[Segmentation mask data]
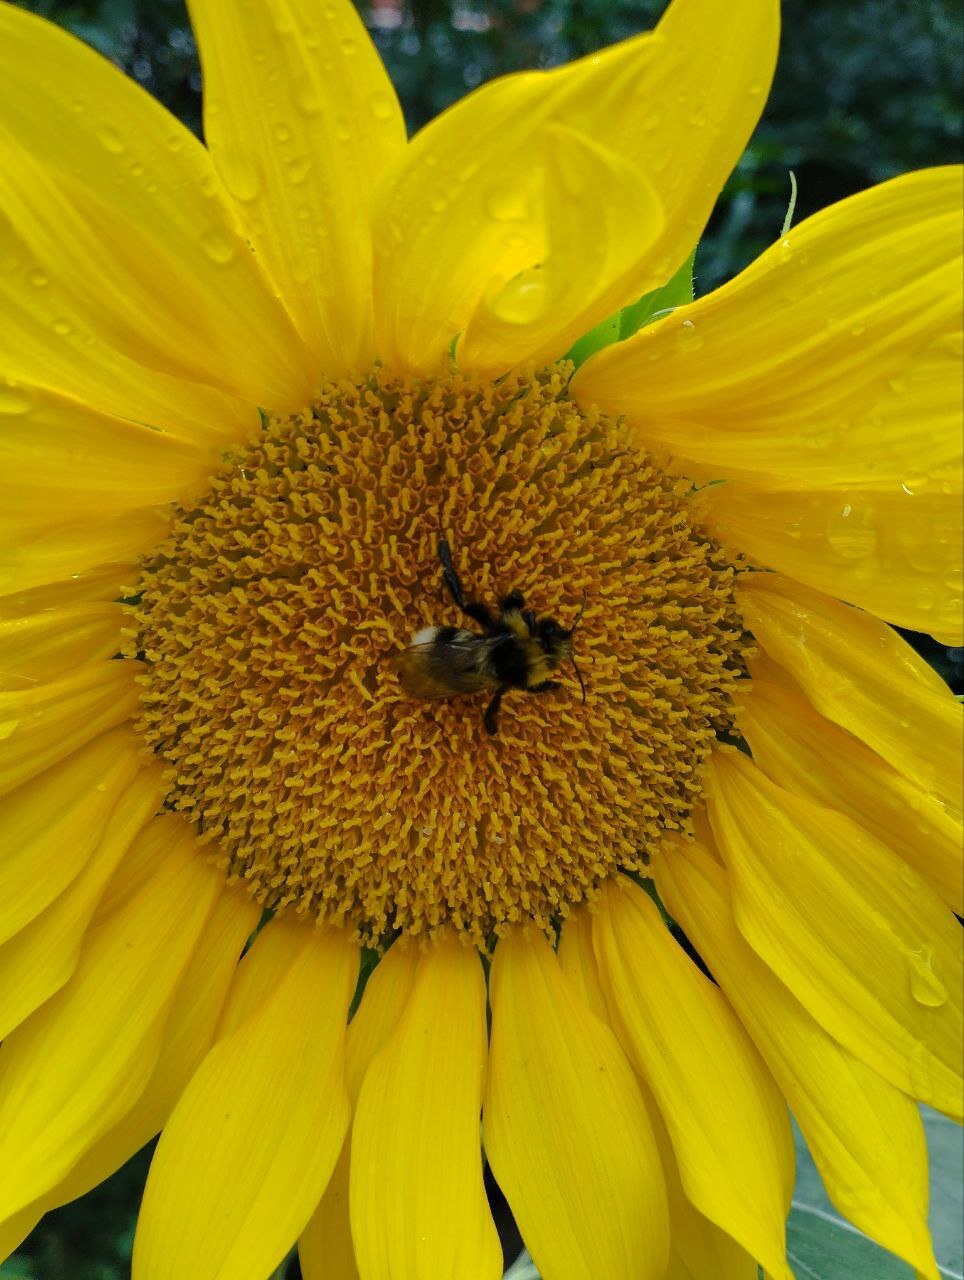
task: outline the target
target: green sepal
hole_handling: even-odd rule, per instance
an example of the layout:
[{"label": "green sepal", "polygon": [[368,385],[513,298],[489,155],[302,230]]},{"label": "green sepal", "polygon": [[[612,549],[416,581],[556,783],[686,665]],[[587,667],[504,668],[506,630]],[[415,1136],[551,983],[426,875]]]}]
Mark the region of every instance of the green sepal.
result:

Problem: Check each line of the entries above for the word "sepal". List the ones that have it.

Result:
target: green sepal
[{"label": "green sepal", "polygon": [[368,385],[513,298],[489,155],[302,230]]},{"label": "green sepal", "polygon": [[[612,549],[416,581],[556,783],[686,665]],[[587,667],[504,668],[506,630]],[[415,1136],[551,983],[426,875]]]}]
Mark the region of every instance of the green sepal.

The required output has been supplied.